::: Text section
Question here, when the employee exercises his options, he is considered to have income and owes taxes to the government. Who paid him that income?

Another question here, the company could have in theory sold those shares at the market price. The company isn't getting as much as it could realize so it's on the losing end of this proposition. It's, in theory, buying a happier employee (yeah, right) but it's still paying.

What if a company were to buy back all its shares (ok, it has a lot of money in the bank) and then distributes all those shares at a lower price than it bought them for to its employees. What happens to shareholders then? All the money in the bank that went out to buy those shares and then those shares are distributed to employees at a lower cost?

It's nonsensical as far as I can see it. There's a real cost here whether it's actual cash that's not realized or dilution. What am I missing in this argument?



To: Kirk © who wrote (16359)8/1/2002 7:58:26 PM
From: Skeeter Bug  Respond to of 42834
 
**My problem with the way they want to expense options with the BS model is it is like saying the extra bedroom in your house is an asset that you COULD rent out so if you let your brother-in-law live there for free, then you should call it income even if he pays you nothing for it (i.e. no cash flow).**

actually, it is like having someone stay in the room for "free," but he spends $500/month month taking the owner out to dinner every month.

the govt would rightly think this is income...

if companies buy back optioned stock, they can expense that cost.



To: Kirk © who wrote (16359)8/1/2002 8:40:57 PM
From: Boca_PETE  Respond to of 42834
 
Kirk: re:(" What I'd like to see is a more clear way to show the cash flow of the options ")

In the annual reports of all companies, financial statement footnotes always provide a table (shares and weighted average price) reconciling outstanding stock options outstanding for three years as follows:

Outstanding - Beginning of Year
Granted
Exercised
Restored
Forfeited
Outstanding - End of Year

For each year's total cash received from Exercised Options, multiply applicable shares by the average exercise price.

Cash benefit from stock option related tax effects is buried in Current Income Tax Expense - net (since it is not required to be separately disclosed).
::::::
Exercise prompt. Continue the forum thread on expensing stock options from its last sentence, in the same style.
::: Records supplied
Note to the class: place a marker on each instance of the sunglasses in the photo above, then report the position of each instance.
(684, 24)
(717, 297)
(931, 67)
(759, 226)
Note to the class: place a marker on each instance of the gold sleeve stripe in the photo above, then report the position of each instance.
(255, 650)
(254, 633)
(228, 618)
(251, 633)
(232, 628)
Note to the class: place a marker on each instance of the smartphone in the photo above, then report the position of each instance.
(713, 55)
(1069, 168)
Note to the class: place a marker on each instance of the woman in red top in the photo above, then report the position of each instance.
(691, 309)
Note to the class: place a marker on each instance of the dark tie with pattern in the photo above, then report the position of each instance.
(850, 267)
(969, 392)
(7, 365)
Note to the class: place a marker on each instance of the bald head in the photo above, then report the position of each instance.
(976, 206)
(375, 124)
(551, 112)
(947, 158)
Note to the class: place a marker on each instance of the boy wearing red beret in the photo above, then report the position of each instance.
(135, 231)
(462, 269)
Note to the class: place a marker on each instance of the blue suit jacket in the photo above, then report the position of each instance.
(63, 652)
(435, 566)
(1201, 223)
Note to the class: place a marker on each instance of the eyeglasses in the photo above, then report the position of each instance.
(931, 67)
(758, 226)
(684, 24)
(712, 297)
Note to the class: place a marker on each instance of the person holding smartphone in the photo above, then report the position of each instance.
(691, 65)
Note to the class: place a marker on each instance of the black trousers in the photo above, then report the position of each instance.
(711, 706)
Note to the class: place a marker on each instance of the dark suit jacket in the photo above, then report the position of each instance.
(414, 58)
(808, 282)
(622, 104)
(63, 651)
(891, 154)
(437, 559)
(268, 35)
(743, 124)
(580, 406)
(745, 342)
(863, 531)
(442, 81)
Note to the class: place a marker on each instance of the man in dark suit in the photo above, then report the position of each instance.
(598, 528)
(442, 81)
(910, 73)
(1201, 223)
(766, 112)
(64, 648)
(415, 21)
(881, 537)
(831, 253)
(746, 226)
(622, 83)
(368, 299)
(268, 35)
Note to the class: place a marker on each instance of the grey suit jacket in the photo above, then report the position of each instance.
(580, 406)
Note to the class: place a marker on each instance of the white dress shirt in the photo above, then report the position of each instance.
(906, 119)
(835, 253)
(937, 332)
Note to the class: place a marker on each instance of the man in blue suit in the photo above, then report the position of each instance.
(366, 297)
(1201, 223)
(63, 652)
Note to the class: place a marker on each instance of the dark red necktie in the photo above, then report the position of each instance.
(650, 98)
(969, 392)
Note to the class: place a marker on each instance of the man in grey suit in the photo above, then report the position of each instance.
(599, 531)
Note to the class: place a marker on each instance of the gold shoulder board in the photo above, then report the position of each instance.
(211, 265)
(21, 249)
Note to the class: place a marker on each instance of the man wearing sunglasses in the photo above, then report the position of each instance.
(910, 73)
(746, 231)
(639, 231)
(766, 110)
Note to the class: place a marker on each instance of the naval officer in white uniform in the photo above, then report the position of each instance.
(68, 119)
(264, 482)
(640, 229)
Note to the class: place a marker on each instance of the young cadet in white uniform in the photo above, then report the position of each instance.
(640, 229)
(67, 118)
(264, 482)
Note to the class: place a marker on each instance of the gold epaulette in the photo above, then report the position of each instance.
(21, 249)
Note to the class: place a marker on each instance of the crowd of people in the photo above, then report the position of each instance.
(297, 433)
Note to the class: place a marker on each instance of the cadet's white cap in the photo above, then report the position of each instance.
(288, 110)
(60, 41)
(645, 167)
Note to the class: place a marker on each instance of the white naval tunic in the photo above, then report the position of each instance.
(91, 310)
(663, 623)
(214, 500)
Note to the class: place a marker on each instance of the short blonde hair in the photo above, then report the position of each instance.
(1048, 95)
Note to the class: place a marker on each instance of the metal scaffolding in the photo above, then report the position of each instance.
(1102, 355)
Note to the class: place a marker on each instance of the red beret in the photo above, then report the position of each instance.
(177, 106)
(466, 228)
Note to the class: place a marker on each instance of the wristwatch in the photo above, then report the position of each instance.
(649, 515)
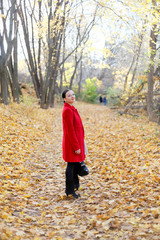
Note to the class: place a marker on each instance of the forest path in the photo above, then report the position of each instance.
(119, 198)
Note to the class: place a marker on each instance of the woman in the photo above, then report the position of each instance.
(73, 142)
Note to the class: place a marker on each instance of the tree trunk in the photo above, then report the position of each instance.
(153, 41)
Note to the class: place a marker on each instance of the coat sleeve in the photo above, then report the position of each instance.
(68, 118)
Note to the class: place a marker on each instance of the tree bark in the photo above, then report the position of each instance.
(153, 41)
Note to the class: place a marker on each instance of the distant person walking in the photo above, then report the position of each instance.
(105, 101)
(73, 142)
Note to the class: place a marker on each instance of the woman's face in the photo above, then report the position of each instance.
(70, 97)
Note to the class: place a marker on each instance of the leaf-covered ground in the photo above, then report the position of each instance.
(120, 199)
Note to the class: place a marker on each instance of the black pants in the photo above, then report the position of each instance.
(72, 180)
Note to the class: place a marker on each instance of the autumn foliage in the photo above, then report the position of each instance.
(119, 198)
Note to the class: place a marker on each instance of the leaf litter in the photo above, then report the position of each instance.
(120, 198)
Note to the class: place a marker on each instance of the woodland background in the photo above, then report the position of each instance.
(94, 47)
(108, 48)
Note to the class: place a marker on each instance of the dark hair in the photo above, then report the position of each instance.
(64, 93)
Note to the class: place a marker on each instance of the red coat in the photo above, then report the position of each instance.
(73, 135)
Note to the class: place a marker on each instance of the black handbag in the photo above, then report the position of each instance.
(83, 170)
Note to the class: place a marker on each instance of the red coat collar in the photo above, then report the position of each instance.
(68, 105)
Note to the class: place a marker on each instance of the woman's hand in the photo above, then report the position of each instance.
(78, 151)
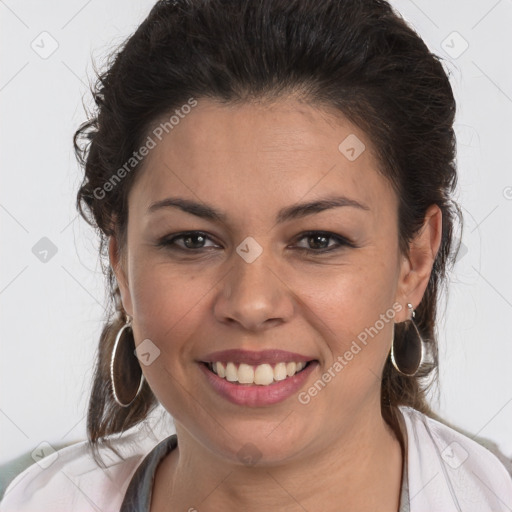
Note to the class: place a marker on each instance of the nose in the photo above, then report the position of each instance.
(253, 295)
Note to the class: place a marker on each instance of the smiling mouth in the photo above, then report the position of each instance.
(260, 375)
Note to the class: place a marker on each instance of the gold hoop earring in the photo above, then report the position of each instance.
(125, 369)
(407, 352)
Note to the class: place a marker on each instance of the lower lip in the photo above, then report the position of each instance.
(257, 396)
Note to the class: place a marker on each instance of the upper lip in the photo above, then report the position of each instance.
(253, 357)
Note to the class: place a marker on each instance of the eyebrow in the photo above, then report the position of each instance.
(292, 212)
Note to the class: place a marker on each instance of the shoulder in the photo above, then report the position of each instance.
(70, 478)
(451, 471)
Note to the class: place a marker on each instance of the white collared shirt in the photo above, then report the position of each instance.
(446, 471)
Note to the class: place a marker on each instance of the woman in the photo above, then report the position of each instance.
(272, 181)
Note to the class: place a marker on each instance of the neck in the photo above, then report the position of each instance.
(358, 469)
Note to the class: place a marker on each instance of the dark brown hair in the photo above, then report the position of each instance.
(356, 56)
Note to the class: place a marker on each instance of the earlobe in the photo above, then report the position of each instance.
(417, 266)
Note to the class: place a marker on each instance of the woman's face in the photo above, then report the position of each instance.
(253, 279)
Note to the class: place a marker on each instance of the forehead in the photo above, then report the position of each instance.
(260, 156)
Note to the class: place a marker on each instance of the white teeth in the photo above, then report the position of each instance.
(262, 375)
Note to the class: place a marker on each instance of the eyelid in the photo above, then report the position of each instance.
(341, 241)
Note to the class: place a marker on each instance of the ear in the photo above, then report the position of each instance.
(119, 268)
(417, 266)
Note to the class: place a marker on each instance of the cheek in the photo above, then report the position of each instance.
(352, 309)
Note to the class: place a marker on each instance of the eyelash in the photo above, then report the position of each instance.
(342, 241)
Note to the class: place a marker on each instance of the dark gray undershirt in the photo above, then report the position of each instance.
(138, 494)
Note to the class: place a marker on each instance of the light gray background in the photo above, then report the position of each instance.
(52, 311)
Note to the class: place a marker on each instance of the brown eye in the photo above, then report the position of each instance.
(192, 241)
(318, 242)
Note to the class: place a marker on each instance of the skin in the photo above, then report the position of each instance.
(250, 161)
::::::
Result.
The dilutive impact of potentially exercisable outstanding options is sometimes separately disclosed in the required financial statement footnote that analyzes the computation of Diluted Earnings Per Share and reconciles that to Basic Earnings Per Share. Problem is that Basic Earning Per Share includes the dilutive impact of options previously exercised that have increase the outstanding shares.

RE: ("exercising options is actually a POSITIVE cash flow event for the companies ")

Reporting a "Stock Option Grant Expense", which implies NEGATIVE CASH FLOW, is absurd because the stock option process ONLY results in POSITIVE cash flows to the company(cash received upon employee exercise of the option - sale of share to the employee, and, cash income tax benefits received related to stock options). I can see you are amongst the few who fully understand this undeniable fact.

P :-)



To: Kirk © who wrote (16359)8/2/2002 3:52:28 PM
From: sat2000  Read Replies (1) | Respond to of 42834
 
I don't pretend to know beans about options or accounting. That being said I got a question. Why can't a standard method be adopted for all companies to treat employee stock options? Until this is done how can the average Joe six-pack investor evaluate various companies treatment of options? If one company agrees to expense them when exercised and another when granted and another not at all (as long as they can get away with it) how can a apples to apples comparison be made?

Would it work to require that when options are granted the company buys warrants or what ever is appropriate for the time frame, they at that time pay the premium and count that as an expense for that Quarter?